Begin Text section

[SIGCIS-Members] What algorithms are and are not
thomas.haigh at gmail.com
thomas.haigh at gmail.com
Sat Oct 30 07:15:46 PDT 2021
Thanks Ramesh,
I am with you 100% on the training data point. The hype, at least, is that a
handful of learning algorithms can handle a very wide range of applications.
One term used in machine learning is "model free" which captures in an
extreme for the idea that there is a standard process that works across many
domains by automatically generalizing from training data.
But to answer the question: an algorithm that will not always generate the
same output when fed a given input is still an algorithm. There is a simple
term for this: a "nondeterministic algorithm." i.e. the output is not
determined by the input. The term has been around since 1967 and was
introduced by Robert Floyd. See
https://en.wikipedia.org/wiki/Nondeterministic_algorithm.

End Text section
Begin Extracted entries

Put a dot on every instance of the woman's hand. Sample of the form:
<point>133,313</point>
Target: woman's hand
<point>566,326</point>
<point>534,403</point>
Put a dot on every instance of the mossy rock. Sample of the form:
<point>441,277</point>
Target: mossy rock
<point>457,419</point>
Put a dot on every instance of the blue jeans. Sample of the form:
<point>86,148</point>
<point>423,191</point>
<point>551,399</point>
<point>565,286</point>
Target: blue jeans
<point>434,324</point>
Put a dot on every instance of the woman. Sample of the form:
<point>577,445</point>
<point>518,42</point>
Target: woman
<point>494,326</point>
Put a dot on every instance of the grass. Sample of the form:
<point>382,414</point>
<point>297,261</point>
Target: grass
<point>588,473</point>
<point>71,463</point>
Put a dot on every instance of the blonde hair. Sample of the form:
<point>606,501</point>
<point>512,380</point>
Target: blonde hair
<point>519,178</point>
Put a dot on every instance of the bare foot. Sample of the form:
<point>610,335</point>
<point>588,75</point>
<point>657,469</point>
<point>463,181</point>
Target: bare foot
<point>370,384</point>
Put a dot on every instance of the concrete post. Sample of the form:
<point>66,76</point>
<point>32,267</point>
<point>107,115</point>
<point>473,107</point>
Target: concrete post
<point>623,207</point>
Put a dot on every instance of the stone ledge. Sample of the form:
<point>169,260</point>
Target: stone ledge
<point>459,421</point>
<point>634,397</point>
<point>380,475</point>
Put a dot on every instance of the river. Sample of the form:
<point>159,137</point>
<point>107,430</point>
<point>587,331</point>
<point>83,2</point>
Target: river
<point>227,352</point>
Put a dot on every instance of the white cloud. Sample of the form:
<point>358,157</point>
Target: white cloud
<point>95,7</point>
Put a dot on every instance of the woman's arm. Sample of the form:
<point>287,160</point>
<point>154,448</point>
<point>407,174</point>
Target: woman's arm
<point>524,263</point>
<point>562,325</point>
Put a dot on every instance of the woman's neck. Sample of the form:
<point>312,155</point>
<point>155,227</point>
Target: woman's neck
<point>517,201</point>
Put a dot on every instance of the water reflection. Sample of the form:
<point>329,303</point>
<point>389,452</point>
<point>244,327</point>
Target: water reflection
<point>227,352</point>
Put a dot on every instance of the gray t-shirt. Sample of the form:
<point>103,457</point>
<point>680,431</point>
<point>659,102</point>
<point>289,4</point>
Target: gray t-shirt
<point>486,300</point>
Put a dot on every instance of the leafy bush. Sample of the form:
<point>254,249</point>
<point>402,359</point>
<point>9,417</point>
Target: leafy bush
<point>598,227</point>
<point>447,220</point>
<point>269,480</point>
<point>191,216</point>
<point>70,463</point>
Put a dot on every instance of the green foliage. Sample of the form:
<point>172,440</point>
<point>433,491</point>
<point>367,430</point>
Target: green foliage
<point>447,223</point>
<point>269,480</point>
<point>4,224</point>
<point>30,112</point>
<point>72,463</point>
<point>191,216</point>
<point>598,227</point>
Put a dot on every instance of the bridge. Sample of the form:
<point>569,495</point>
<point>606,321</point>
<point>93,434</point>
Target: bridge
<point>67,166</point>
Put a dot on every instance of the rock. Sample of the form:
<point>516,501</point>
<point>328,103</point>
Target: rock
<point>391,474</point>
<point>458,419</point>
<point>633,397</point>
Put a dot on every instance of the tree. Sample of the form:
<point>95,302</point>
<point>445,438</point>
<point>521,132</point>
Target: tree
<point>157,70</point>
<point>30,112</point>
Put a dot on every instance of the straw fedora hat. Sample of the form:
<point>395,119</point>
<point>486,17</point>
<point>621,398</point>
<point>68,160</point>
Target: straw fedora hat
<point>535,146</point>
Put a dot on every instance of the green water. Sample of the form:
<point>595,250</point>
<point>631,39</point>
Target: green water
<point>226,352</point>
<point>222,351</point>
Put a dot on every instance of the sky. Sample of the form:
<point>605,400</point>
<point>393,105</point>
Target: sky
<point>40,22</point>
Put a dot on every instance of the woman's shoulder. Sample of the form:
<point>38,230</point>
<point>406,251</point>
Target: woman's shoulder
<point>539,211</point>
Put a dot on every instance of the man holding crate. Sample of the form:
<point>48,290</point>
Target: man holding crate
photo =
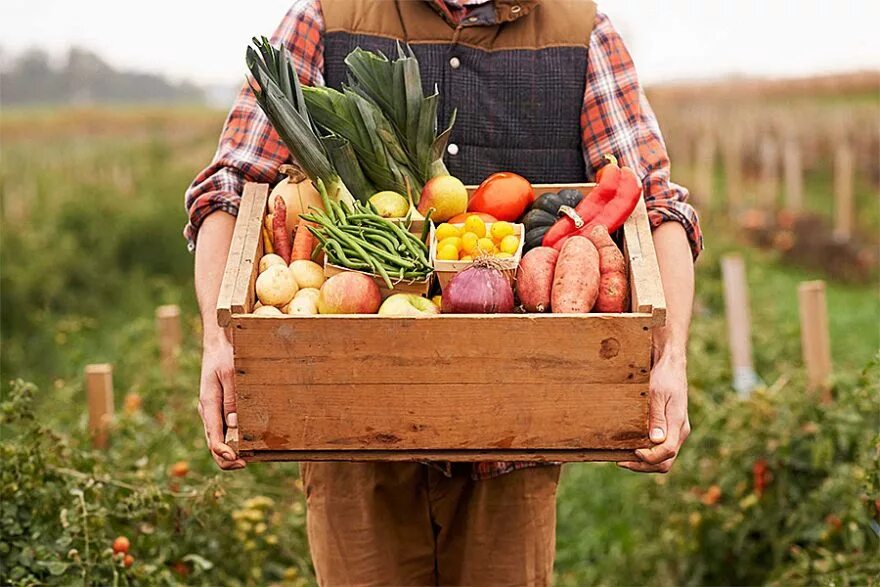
<point>544,88</point>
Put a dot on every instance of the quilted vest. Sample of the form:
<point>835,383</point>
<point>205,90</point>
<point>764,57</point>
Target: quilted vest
<point>514,69</point>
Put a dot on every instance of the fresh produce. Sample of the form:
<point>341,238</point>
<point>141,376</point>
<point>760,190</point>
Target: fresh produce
<point>308,274</point>
<point>408,305</point>
<point>349,293</point>
<point>544,212</point>
<point>534,278</point>
<point>446,195</point>
<point>576,277</point>
<point>303,242</point>
<point>481,288</point>
<point>503,195</point>
<point>276,286</point>
<point>613,282</point>
<point>461,218</point>
<point>281,240</point>
<point>298,192</point>
<point>267,261</point>
<point>390,204</point>
<point>267,311</point>
<point>357,238</point>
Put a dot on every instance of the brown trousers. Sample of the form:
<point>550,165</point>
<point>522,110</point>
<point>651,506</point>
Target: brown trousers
<point>408,524</point>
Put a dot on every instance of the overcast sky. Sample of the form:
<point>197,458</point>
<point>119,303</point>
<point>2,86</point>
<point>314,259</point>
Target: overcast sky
<point>205,40</point>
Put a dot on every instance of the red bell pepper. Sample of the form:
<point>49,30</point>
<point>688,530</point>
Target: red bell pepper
<point>590,207</point>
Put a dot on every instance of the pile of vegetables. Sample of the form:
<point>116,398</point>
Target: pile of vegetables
<point>357,237</point>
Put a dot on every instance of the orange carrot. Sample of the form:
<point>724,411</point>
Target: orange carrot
<point>279,229</point>
<point>303,241</point>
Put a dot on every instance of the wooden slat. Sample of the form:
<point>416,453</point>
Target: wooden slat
<point>442,416</point>
<point>243,291</point>
<point>475,349</point>
<point>468,456</point>
<point>645,285</point>
<point>235,258</point>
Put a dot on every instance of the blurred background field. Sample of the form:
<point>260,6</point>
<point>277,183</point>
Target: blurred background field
<point>778,488</point>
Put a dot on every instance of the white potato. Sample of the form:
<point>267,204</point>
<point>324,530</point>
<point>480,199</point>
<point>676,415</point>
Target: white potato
<point>270,260</point>
<point>276,286</point>
<point>267,311</point>
<point>308,274</point>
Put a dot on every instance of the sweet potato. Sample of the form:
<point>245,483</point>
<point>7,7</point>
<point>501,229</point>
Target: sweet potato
<point>576,277</point>
<point>534,278</point>
<point>613,282</point>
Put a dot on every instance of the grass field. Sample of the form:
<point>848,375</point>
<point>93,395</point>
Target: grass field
<point>92,214</point>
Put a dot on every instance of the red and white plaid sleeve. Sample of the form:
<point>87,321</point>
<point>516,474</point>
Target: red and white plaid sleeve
<point>617,119</point>
<point>249,148</point>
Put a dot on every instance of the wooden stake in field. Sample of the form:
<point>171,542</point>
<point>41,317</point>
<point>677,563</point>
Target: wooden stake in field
<point>815,343</point>
<point>99,393</point>
<point>736,306</point>
<point>794,176</point>
<point>844,163</point>
<point>168,329</point>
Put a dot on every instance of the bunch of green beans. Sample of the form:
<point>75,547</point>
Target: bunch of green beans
<point>356,237</point>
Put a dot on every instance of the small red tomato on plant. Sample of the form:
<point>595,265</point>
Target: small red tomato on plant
<point>121,545</point>
<point>503,195</point>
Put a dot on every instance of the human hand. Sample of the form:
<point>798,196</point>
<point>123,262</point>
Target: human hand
<point>217,400</point>
<point>668,424</point>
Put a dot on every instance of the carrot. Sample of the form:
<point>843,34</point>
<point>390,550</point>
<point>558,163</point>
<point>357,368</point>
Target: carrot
<point>576,277</point>
<point>279,229</point>
<point>303,242</point>
<point>613,282</point>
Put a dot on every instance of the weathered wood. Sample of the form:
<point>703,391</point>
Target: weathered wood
<point>99,395</point>
<point>366,417</point>
<point>646,288</point>
<point>736,305</point>
<point>472,350</point>
<point>243,290</point>
<point>815,344</point>
<point>844,166</point>
<point>169,332</point>
<point>235,257</point>
<point>467,456</point>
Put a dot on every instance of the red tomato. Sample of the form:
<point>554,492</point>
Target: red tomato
<point>462,217</point>
<point>503,195</point>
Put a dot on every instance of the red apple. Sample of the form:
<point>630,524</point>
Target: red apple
<point>349,293</point>
<point>446,194</point>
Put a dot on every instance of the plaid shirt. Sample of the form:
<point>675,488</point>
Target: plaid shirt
<point>615,118</point>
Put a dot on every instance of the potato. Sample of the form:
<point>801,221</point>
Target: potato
<point>276,286</point>
<point>269,260</point>
<point>267,311</point>
<point>308,274</point>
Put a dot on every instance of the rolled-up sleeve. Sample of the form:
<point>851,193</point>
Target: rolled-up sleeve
<point>249,148</point>
<point>616,118</point>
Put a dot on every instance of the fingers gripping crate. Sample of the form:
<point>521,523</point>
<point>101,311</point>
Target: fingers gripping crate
<point>532,387</point>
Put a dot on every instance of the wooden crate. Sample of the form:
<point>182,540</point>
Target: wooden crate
<point>545,387</point>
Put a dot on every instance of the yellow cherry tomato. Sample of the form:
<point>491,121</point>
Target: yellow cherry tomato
<point>486,246</point>
<point>509,244</point>
<point>452,241</point>
<point>445,231</point>
<point>476,225</point>
<point>501,229</point>
<point>469,243</point>
<point>447,253</point>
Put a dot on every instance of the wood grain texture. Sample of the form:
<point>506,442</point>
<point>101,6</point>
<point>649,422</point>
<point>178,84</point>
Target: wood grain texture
<point>442,416</point>
<point>243,290</point>
<point>235,257</point>
<point>646,288</point>
<point>467,456</point>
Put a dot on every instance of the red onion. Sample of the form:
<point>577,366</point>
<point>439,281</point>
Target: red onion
<point>479,289</point>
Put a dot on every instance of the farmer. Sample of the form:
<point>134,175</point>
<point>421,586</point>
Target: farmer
<point>543,88</point>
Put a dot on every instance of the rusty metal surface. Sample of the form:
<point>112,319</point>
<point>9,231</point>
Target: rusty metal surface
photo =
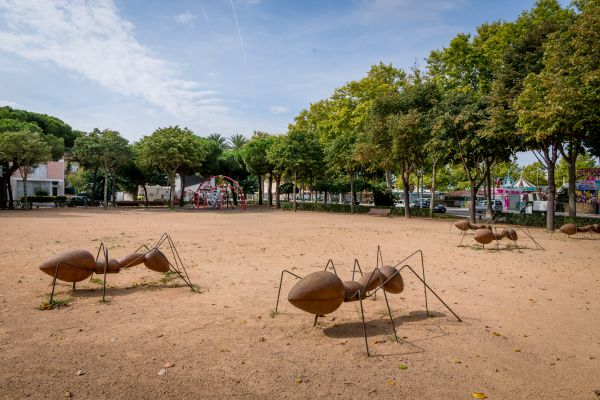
<point>353,291</point>
<point>318,293</point>
<point>156,261</point>
<point>73,265</point>
<point>394,285</point>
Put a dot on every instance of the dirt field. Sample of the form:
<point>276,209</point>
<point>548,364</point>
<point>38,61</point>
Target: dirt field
<point>531,318</point>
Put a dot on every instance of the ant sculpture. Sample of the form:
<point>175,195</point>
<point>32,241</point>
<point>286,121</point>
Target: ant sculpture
<point>464,225</point>
<point>571,229</point>
<point>77,265</point>
<point>486,233</point>
<point>323,292</point>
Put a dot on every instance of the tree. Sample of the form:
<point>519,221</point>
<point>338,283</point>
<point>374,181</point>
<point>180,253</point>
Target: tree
<point>257,163</point>
<point>105,149</point>
<point>168,149</point>
<point>402,119</point>
<point>296,154</point>
<point>54,132</point>
<point>237,142</point>
<point>25,149</point>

End Extracted entries

## Written instruction
Repeat the entire mailing-list post on what algorithms are, word for word. The lines have no connection to the mailing-list post on what algorithms are.

## Full output
[SIGCIS-Members] What algorithms are and are not
thomas.haigh at gmail.com
thomas.haigh at gmail.com
Sat Oct 30 07:15:46 PDT 2021
Thanks Ramesh,
I am with you 100% on the training data point. The hype, at least, is that a
handful of learning algorithms can handle a very wide range of applications.
One term used in machine learning is "model free" which captures in an
extreme for the idea that there is a standard process that works across many
domains by automatically generalizing from training data.
But to answer the question: an algorithm that will not always generate the
same output when fed a given input is still an algorithm. There is a simple
term for this: a "nondeterministic algorithm." i.e. the output is not
determined by the input. The term has been around since 1967 and was
introduced by Robert Floyd. See
https://en.wikipedia.org/wiki/Nondeterministic_algorithm.